TASK PROMPT: Reproduce the lines of the material from the one containing "of the dog's" through the end of the material, inclusive, switching "largest" to "biggest" and leaving all else unchanged.

DATA ROWS:
<<<<
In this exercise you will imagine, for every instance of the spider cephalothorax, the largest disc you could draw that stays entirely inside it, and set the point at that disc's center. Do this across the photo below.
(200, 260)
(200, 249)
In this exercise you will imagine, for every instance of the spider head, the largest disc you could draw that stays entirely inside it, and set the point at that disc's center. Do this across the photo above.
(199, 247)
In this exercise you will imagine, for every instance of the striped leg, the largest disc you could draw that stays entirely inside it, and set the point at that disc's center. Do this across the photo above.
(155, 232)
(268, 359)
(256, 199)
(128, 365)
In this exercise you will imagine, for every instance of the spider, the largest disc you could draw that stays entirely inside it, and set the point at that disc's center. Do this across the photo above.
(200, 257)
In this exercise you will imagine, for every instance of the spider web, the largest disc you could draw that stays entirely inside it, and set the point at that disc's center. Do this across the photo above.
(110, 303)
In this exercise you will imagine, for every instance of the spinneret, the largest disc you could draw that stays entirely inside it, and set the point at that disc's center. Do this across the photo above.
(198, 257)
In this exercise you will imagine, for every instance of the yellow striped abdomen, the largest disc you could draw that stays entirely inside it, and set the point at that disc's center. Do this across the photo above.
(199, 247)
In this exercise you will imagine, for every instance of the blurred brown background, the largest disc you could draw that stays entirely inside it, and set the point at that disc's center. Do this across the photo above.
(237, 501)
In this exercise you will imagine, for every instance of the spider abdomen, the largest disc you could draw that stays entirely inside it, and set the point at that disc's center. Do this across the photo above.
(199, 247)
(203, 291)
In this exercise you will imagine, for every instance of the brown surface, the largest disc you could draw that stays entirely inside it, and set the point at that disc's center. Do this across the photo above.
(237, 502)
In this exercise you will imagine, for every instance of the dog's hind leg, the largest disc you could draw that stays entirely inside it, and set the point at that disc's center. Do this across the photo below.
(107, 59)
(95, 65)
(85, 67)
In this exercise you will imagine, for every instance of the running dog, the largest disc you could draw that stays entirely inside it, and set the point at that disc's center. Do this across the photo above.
>>>>
SOLUTION:
In this exercise you will imagine, for every instance of the dog's hind leg, the biggest disc you could draw that stays entirely inside it, and set the point at that disc's center. Do this across the photo below.
(107, 59)
(95, 65)
(85, 67)
In this exercise you will imagine, for every instance of the running dog, the biggest disc you could draw that stays entirely inside it, and set the point at that disc's center. Do this across the photo above.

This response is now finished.